## STATED PROBLEM
Please answer these questions about the selected epigrams:
1. According to the opening line, what are the poems like?
2. Which book and number of the Epigrammata holds the lines about living today?
3. Who was Dean of Christ Church when Thomas Brown made his translation?

My poems are naughty, but my life is pure.
-- Epigrammata, bk. 1, no. 4

Non est, crede mihi, sapientis dicere ‘Vivam’:
Sera nimis vita est crastina: vive hodie.

Believe me, wise men don’t say ‘I shall live to do that’,
tomorrow's life is too late; live today.
-- Epigrammata, bk. 1, no. 15

Non amo te, Sabidi, nec possum dicere quare:
Hoc tantum possum dicere, non amo te.

I do not love thee, Sabidius, nor can I say why;
this only I can say, I do not love thee.
-- Epigrammata, bk. 1, no. 32
A celebrated translation of above lines was made by Thomas Brown (1663-1704) while he was an undergraduate of Christ Church (Oxford University), of which Dr Fell was then the Dean:
I do not love thee, Doctor Fell,
The reason why I cannot tell;
But this alone I know full well,
I do not love thee, Doctor Fell

Laudant illa sed ista legunt.
They praise those works, but read these.
Alternative translation: They praise those works, but they’re not the ones they read.

(Point annotation dataset records)
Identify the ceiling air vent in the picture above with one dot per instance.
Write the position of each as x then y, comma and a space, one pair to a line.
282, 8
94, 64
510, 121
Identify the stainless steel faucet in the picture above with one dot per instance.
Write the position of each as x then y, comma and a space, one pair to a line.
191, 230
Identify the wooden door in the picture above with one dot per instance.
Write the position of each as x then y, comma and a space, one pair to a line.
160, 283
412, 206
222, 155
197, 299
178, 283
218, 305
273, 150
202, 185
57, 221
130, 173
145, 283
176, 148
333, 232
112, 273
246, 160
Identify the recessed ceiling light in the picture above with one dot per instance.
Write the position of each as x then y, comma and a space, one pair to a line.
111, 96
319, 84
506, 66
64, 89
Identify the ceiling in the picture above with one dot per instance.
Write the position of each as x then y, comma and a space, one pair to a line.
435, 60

---

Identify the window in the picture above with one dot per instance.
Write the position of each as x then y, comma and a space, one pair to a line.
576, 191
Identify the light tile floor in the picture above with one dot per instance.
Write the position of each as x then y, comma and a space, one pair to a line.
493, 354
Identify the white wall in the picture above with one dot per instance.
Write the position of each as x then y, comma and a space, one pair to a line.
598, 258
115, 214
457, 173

## RESPONSE BELOW
1. Naughty
2. Book 1, no. 15
3. Dr Fell